SOURCE DOCUMENT »
>> BEGIN

A significant survey of works from the renowned Lebanese Australian artist.
Artwork by Khaled Sabsabi hang from the ceilings. There is a video still on the left.

Presented for the first time at The Lock-Up in Newcastle, this is the most significant survey exhibition to date for Lebanese Australian artist Khaled Sabsabi. It features a fleet of works from video installation to enamel paint and canvas produced over a 12-year period, including never-before-seen works by the artist. 

Sabsabi’s work presented here represents a diorama of the artist’s identity. Belief, devotion and transcendence come together in fractals, layered over the artworks in a sequence. The work shown is the result of an artistic practice spanning 20 years, which pulls tangentially and geopolitically. 

Here the pieces are presented in the inner sanctum of The Lock-Up’s converted shelter, previously a ground for prison inmates. Sabsabi’s body of work flouts symmetry in medium for texture. There’s a mishmash of audiovisual works, presented alongside unstretched canvas and paintings that drip from wood and fabric.

Syria is the most established reference to this tension in the artist’s own practice. The wood and sculpture installation shows sequential patterns in reference to his upbringing in slow motion, bleeding out into the darkness of The Lock-Up. The presentation melds into the space in a manner that is familiar yet strangely foreboding. 

The artist reissues a held truth, that history is written by the victors, and that the significance of him displaying his work in a space such as this is not lost on him. God Complex is a pivotal piece in which Sabsabi illustrates this. Acrylic and enamel paint collide with hand stencilled words. While the original work lives inside a lightbox, at the exhibition it is the only illuminant in a pitch-black room. To that end, Sabsabi engages in the idea of restorative art – to create is to palliate the past.

>> END

YOUR GOAL » Extract everything in the Khaled Sabsabi exhibition review from "A significant survey" down to "on the left.".

DATA RECORDS »
>> BEGIN

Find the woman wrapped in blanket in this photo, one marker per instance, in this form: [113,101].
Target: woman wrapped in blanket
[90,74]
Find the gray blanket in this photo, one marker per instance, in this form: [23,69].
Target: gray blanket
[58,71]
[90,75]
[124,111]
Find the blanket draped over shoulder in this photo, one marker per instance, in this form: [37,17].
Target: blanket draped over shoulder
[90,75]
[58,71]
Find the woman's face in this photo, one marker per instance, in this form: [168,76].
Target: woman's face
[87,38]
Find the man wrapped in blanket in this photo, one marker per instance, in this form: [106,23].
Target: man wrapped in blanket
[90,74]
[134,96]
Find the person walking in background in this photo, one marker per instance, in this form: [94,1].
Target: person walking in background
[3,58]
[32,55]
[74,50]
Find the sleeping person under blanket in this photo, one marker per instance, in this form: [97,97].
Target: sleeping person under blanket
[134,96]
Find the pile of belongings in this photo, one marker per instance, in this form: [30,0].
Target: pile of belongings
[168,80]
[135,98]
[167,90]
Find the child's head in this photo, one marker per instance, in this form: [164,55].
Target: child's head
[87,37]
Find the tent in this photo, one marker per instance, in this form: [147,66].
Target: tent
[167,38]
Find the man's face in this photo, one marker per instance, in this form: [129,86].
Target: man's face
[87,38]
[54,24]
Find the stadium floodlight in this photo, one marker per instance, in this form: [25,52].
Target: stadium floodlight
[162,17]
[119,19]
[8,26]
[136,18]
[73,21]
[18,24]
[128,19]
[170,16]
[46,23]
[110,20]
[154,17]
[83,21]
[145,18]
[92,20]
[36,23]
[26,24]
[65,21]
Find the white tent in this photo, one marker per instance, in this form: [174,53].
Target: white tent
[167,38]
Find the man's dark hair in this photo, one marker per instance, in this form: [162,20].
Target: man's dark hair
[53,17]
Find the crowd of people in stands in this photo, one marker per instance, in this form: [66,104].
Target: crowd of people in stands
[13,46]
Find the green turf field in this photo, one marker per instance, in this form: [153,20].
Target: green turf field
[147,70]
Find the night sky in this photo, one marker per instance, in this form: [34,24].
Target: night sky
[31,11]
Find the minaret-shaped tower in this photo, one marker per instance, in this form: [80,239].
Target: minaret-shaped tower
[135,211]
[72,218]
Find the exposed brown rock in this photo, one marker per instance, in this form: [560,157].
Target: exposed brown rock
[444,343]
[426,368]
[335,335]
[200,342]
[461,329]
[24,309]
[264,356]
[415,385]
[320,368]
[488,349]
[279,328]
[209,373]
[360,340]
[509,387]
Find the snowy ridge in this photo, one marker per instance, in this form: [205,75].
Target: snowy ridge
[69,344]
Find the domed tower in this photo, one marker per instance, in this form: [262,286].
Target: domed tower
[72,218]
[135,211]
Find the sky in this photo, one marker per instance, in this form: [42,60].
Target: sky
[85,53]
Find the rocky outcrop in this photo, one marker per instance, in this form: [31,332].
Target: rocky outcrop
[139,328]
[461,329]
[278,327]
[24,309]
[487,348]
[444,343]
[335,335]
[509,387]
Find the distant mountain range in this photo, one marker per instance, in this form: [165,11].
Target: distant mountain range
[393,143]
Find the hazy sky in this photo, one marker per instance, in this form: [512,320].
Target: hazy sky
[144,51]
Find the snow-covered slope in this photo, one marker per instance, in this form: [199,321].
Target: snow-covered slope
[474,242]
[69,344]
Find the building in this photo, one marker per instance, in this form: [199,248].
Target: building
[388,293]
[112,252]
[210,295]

>> END

ANSWER TO THIS PROBLEM »
A significant survey of works from the renowned Lebanese Australian artist.
Artwork by Khaled Sabsabi hang from the ceilings. There is a video still on the left.